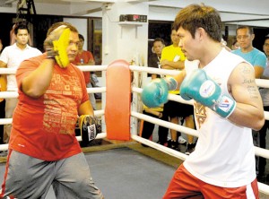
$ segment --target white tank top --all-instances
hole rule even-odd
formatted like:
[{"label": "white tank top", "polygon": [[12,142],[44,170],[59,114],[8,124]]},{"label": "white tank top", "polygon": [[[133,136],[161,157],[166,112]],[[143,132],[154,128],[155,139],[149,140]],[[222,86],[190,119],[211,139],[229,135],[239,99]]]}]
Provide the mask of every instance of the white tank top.
[{"label": "white tank top", "polygon": [[[230,95],[228,79],[242,62],[246,61],[223,49],[203,70],[219,83],[222,93]],[[195,102],[194,107],[199,138],[195,151],[184,162],[185,168],[199,179],[218,186],[250,184],[256,178],[251,129],[236,125],[199,103]]]}]

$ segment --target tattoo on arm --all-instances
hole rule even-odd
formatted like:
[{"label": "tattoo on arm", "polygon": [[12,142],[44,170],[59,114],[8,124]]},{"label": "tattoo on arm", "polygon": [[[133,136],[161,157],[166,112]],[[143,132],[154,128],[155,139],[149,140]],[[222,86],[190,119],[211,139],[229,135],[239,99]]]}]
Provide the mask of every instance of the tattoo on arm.
[{"label": "tattoo on arm", "polygon": [[[249,94],[249,97],[251,99],[258,99],[259,93],[255,84],[255,79],[248,76],[252,72],[251,68],[245,66],[242,68],[241,72],[244,78],[243,84],[247,86],[247,91]],[[245,74],[247,74],[247,77],[246,77]]]}]

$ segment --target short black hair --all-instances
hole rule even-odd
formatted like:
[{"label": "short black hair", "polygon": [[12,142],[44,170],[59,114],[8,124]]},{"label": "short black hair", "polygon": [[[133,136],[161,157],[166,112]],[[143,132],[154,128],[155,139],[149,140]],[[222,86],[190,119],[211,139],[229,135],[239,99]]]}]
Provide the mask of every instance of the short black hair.
[{"label": "short black hair", "polygon": [[79,34],[79,39],[84,40],[84,37],[82,34]]},{"label": "short black hair", "polygon": [[27,32],[29,33],[28,26],[25,25],[25,24],[23,24],[23,23],[16,24],[16,25],[15,25],[15,29],[14,29],[14,34],[15,34],[15,35],[18,34],[19,30],[26,30]]},{"label": "short black hair", "polygon": [[165,44],[164,44],[164,40],[163,40],[161,38],[156,38],[156,39],[153,40],[152,44],[154,45],[154,43],[157,42],[157,41],[161,41],[163,45],[165,45]]}]

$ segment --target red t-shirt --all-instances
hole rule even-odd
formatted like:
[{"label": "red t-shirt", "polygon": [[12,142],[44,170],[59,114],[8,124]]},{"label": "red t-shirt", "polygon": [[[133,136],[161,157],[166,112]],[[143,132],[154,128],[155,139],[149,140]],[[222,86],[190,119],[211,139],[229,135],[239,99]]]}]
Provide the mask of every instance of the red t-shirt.
[{"label": "red t-shirt", "polygon": [[[83,60],[82,64],[87,64],[87,63],[89,63],[90,60],[94,61],[94,58],[93,58],[92,54],[90,51],[83,50],[81,54],[79,54],[79,53],[77,54],[74,64],[74,65],[79,65],[79,63],[82,64],[82,60]],[[91,73],[89,71],[87,71],[87,72],[83,72],[83,74],[84,74],[84,78],[85,78],[85,82],[86,82],[86,84],[88,84],[91,82]]]},{"label": "red t-shirt", "polygon": [[82,151],[74,128],[78,108],[89,100],[82,71],[73,64],[55,65],[46,93],[39,99],[25,95],[22,79],[45,56],[23,61],[16,73],[19,102],[13,117],[9,148],[43,160],[57,160]]}]

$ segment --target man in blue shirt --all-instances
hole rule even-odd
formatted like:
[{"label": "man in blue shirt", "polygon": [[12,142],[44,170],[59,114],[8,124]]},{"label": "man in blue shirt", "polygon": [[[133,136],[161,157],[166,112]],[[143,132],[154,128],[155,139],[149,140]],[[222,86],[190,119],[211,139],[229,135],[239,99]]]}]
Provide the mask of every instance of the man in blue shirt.
[{"label": "man in blue shirt", "polygon": [[240,26],[237,29],[237,40],[240,48],[232,51],[234,54],[246,59],[255,69],[255,76],[260,78],[266,66],[266,56],[265,53],[253,47],[252,41],[255,38],[253,29],[249,26]]}]

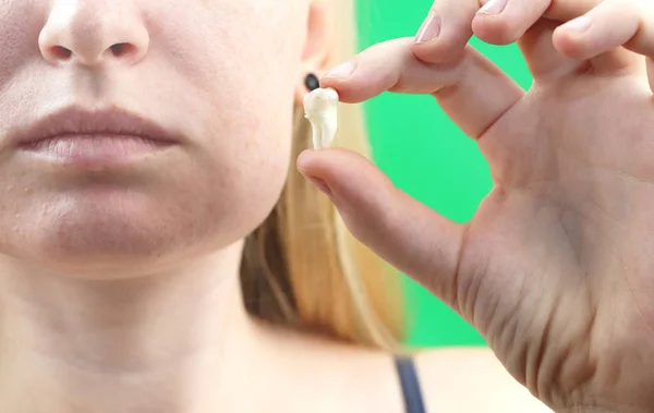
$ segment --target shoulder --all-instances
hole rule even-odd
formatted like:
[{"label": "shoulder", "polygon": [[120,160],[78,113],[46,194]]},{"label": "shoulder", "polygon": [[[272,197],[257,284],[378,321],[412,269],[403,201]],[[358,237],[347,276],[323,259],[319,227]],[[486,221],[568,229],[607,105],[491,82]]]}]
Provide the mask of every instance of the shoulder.
[{"label": "shoulder", "polygon": [[427,412],[552,413],[489,349],[433,349],[414,356]]}]

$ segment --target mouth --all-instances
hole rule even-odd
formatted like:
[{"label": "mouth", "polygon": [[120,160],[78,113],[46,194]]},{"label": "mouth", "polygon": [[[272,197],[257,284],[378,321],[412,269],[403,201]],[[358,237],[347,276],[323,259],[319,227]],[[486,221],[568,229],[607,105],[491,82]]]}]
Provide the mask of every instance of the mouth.
[{"label": "mouth", "polygon": [[82,169],[124,167],[182,143],[164,126],[125,110],[75,107],[21,127],[9,139],[33,158]]}]

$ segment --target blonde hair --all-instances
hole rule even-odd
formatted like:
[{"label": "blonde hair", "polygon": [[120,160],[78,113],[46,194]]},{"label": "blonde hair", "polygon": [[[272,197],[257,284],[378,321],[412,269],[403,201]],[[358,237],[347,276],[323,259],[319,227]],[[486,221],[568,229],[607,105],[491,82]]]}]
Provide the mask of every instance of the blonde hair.
[{"label": "blonde hair", "polygon": [[[356,52],[354,9],[338,0],[332,62]],[[241,269],[249,312],[293,328],[398,351],[404,336],[399,276],[358,242],[329,199],[296,171],[311,129],[294,108],[292,157],[276,208],[246,242]],[[370,155],[360,106],[339,109],[335,146]]]}]

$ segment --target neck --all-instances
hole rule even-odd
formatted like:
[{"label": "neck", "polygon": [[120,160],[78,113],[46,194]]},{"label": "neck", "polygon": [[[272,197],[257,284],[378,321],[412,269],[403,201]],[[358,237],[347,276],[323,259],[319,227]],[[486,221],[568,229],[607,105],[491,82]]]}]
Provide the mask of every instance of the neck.
[{"label": "neck", "polygon": [[2,411],[211,411],[259,341],[241,299],[240,248],[111,280],[2,263]]}]

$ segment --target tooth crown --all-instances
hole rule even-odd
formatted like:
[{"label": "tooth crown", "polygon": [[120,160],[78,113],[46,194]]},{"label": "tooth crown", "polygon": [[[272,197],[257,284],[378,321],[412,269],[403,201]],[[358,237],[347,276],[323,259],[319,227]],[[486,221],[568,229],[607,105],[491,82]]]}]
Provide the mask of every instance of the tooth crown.
[{"label": "tooth crown", "polygon": [[338,129],[338,93],[332,88],[317,88],[304,96],[304,118],[311,122],[315,149],[331,145]]}]

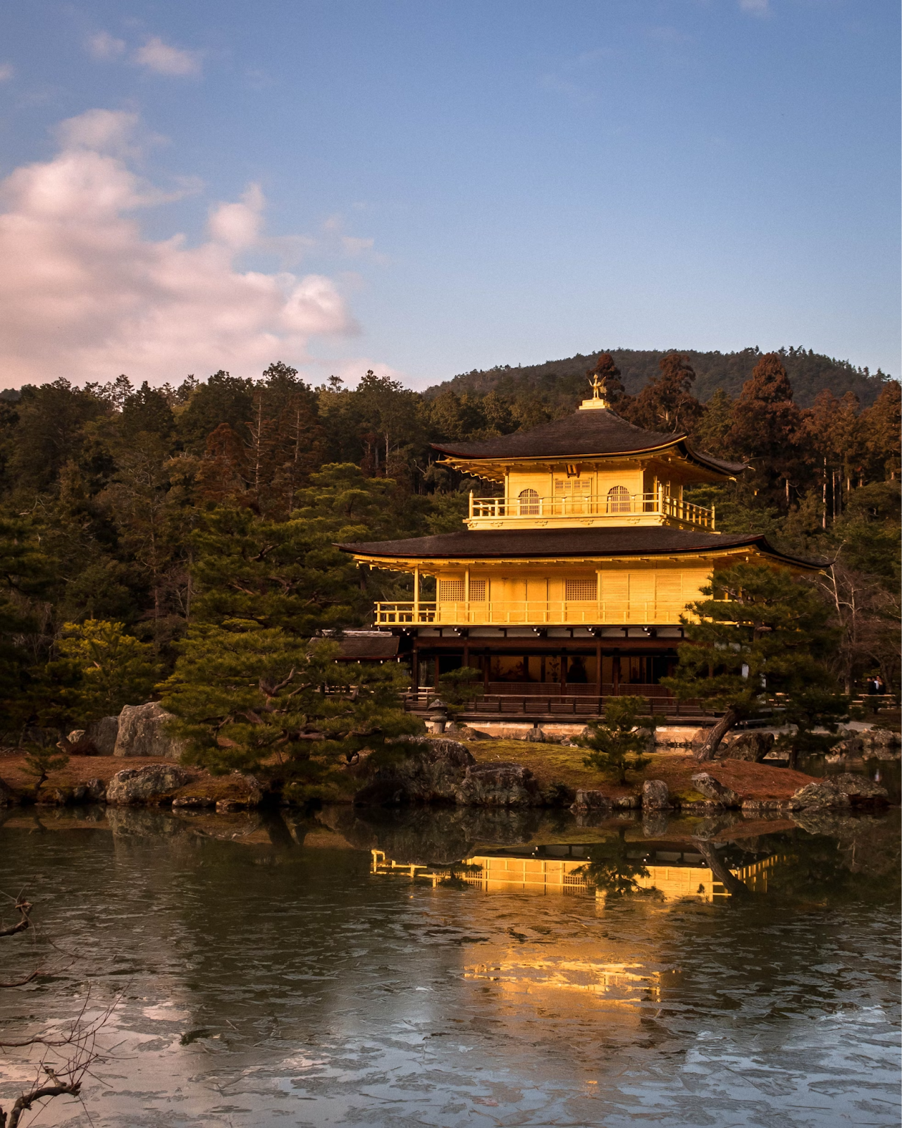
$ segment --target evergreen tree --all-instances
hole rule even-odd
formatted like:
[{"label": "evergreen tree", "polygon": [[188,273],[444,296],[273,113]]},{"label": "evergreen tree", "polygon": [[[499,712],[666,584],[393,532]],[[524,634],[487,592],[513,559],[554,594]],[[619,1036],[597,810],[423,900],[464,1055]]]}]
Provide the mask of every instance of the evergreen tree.
[{"label": "evergreen tree", "polygon": [[789,741],[794,759],[815,747],[816,725],[832,734],[820,750],[835,743],[848,702],[830,669],[838,632],[816,590],[767,564],[718,570],[701,590],[709,598],[689,605],[692,618],[682,617],[687,641],[678,647],[676,670],[662,678],[681,700],[723,713],[696,758],[711,759],[739,721],[768,710],[797,725]]},{"label": "evergreen tree", "polygon": [[[589,861],[576,871],[585,883],[608,897],[628,897],[639,891],[639,878],[648,876],[642,858],[636,858],[635,846],[627,841],[626,827],[620,827],[611,838],[596,843],[589,849]],[[651,890],[648,890],[651,892]]]},{"label": "evergreen tree", "polygon": [[230,620],[194,626],[180,649],[163,706],[188,760],[253,772],[288,799],[341,786],[342,759],[364,749],[386,758],[398,738],[422,731],[400,707],[399,667],[337,662],[335,643]]},{"label": "evergreen tree", "polygon": [[67,623],[58,651],[79,673],[70,699],[82,723],[141,705],[160,673],[153,649],[125,634],[122,623]]},{"label": "evergreen tree", "polygon": [[761,488],[778,496],[782,479],[788,509],[790,484],[798,473],[802,414],[793,403],[793,388],[779,353],[767,353],[758,362],[733,415],[727,442],[752,462]]},{"label": "evergreen tree", "polygon": [[700,450],[718,458],[734,460],[736,450],[729,444],[728,435],[733,430],[733,400],[717,388],[711,398],[704,405],[704,414],[692,431],[693,442]]},{"label": "evergreen tree", "polygon": [[654,716],[644,716],[647,703],[643,697],[611,697],[604,704],[604,720],[587,725],[589,735],[580,743],[591,749],[583,759],[587,768],[608,772],[618,783],[627,782],[627,772],[640,772],[648,764],[643,756],[648,735],[655,731]]},{"label": "evergreen tree", "polygon": [[620,414],[649,431],[693,431],[705,408],[692,395],[696,373],[689,358],[667,353],[661,358],[660,368],[661,376],[631,397]]},{"label": "evergreen tree", "polygon": [[902,474],[902,385],[887,380],[874,406],[865,412],[867,452],[875,477]]}]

▬▬▬

Task details → Find each line in the records above that contains the string "white" and copy those lines out in full. Case counts.

Solution below →
$ segment --target white tank top --all-instances
[{"label": "white tank top", "polygon": [[12,142],[44,170],[59,114],[8,124]]},{"label": "white tank top", "polygon": [[[133,136],[161,157],[166,112]],[[143,132],[154,128],[155,139],[149,140]],[[222,86],[190,119],[211,139],[229,135],[239,99]]]}]
Provide the mask of every instance of the white tank top.
[{"label": "white tank top", "polygon": [[[230,95],[228,79],[242,62],[246,61],[223,49],[203,70],[219,83],[222,93]],[[195,102],[194,107],[199,138],[195,151],[184,162],[185,168],[199,179],[218,186],[250,184],[256,178],[251,129],[236,125],[199,103]]]}]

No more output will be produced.